■ Extract provided:

# # # # #

Registration to PAPIs ’16 is separate. You can find out more details here.
BigML and Las Naves are getting ready to host the 2nd Machine Learning Summer School in Valencia (September 8-9), which is fully booked. Although we are not able to extend any new invitations for the Summer School, we are happy to share that BigML’s Strategic Advisor Professor Geoff Webb (Monash University, Melbourne) will be giving an open talk on September 8th at the end of the first day of the Summer School. All MLVLC meetup members are cordially invited to attend this talk, which will start promptly at 6:30 PM CEST, in Las Naves. After Professor Webb’s talk, there will be time allocated for free drinks and networking. Below are the details of this unique talk.
A multiple test correction for streams and cascades of statistical hypothesis tests
Statistical hypothesis testing is a popular and powerful tool for inferring knowledge from data. For every such test performed, there is always a non-zero probability of making a false discovery, i.e. rejecting a null hypothesis in error. Family-wise error rate (FWER) is the probability of making at least one false discovery during an inference process. The expected FWER grows exponentially with the number of hypothesis tests that are performed, almost guaranteeing that an error will be committed if the number of tests is big enough and the risk is not managed; a problem known as the multiple testing problem. State-of-the-art methods for controlling FWER in multiple comparison settings require that the set of hypotheses be predetermined. This greatly hinders statistical testing for many modern applications of statistical inference, such as model selection, because neither the set of hypotheses that will be tested, nor even the number of hypotheses, can be known in advance.

# # # # #

Dataset items:
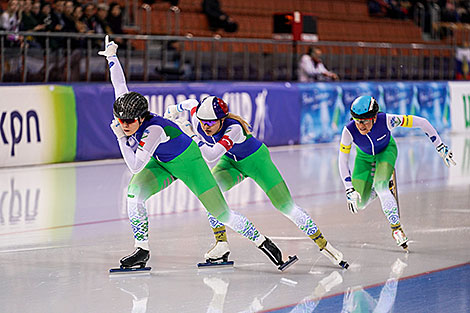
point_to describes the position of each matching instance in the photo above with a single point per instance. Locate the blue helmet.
(212, 108)
(364, 107)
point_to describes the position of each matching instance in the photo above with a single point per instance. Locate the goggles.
(363, 120)
(209, 123)
(127, 120)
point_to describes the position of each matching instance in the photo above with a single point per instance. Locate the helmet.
(130, 105)
(212, 108)
(364, 107)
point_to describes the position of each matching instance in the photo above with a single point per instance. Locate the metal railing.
(71, 57)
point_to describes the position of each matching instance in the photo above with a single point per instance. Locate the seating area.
(337, 20)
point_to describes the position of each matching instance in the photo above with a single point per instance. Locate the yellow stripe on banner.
(345, 149)
(407, 121)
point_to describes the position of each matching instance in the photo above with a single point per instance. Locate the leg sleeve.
(142, 186)
(362, 178)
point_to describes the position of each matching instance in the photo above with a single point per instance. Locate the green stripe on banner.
(63, 99)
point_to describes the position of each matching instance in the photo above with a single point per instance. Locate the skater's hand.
(353, 197)
(446, 154)
(110, 48)
(117, 129)
(185, 126)
(172, 112)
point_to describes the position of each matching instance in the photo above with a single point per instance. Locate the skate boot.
(217, 255)
(138, 258)
(400, 237)
(334, 255)
(275, 255)
(219, 252)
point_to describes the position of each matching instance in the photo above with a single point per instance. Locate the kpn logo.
(466, 109)
(21, 127)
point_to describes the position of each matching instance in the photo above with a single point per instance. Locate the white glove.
(185, 126)
(172, 112)
(117, 129)
(110, 48)
(446, 154)
(353, 197)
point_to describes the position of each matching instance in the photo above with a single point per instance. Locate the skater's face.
(211, 127)
(365, 125)
(130, 126)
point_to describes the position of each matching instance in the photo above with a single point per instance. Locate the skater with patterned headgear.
(158, 152)
(226, 137)
(376, 154)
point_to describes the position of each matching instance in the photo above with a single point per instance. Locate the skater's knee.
(223, 217)
(381, 185)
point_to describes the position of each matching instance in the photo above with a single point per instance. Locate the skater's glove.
(185, 126)
(446, 154)
(110, 48)
(352, 197)
(172, 112)
(117, 129)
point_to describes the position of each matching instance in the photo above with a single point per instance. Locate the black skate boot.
(138, 258)
(275, 255)
(134, 262)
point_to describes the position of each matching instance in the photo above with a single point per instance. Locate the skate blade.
(344, 264)
(131, 270)
(286, 265)
(215, 264)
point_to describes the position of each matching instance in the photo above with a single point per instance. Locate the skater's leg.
(226, 176)
(384, 170)
(152, 179)
(262, 170)
(195, 173)
(363, 177)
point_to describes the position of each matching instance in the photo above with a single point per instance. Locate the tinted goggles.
(363, 120)
(209, 123)
(127, 120)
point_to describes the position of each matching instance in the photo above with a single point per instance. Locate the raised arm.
(117, 74)
(413, 121)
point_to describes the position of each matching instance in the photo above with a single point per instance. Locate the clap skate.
(275, 255)
(217, 256)
(400, 237)
(134, 262)
(334, 255)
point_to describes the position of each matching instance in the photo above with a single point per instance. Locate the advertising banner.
(37, 125)
(460, 100)
(33, 199)
(325, 106)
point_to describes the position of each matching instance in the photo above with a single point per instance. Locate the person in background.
(218, 18)
(311, 67)
(158, 153)
(226, 137)
(376, 154)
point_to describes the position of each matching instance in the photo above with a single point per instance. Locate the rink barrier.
(73, 121)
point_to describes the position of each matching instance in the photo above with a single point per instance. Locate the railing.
(67, 57)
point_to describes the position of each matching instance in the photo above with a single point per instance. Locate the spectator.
(115, 23)
(89, 17)
(10, 21)
(449, 13)
(311, 67)
(69, 23)
(217, 18)
(102, 26)
(30, 22)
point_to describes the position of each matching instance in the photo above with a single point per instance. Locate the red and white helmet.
(212, 108)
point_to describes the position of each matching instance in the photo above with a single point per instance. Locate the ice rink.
(62, 227)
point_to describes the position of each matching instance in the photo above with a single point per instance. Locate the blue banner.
(325, 106)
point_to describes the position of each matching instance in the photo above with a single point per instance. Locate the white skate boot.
(400, 237)
(334, 255)
(217, 255)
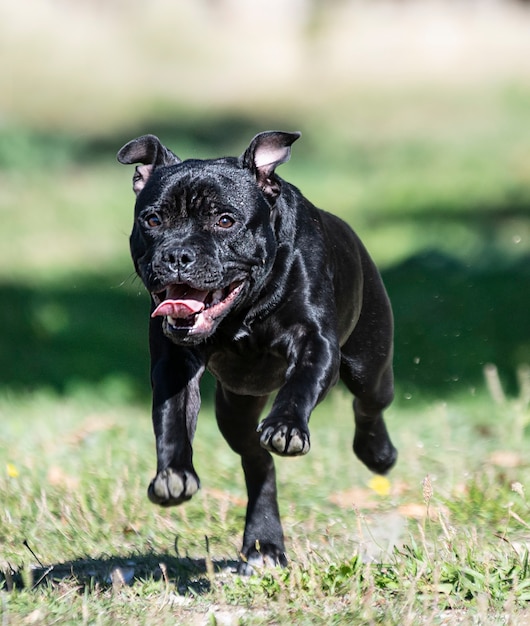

# # # # #

■ The problem:
Extract, word for word, the stretch of the Summer School announcement from "Registration to PAPIs" to "this unique talk.".

■ Solution to the problem:
Registration to PAPIs ’16 is separate. You can find out more details here.
BigML and Las Naves are getting ready to host the 2nd Machine Learning Summer School in Valencia (September 8-9), which is fully booked. Although we are not able to extend any new invitations for the Summer School, we are happy to share that BigML’s Strategic Advisor Professor Geoff Webb (Monash University, Melbourne) will be giving an open talk on September 8th at the end of the first day of the Summer School. All MLVLC meetup members are cordially invited to attend this talk, which will start promptly at 6:30 PM CEST, in Las Naves. After Professor Webb’s talk, there will be time allocated for free drinks and networking. Below are the details of this unique talk.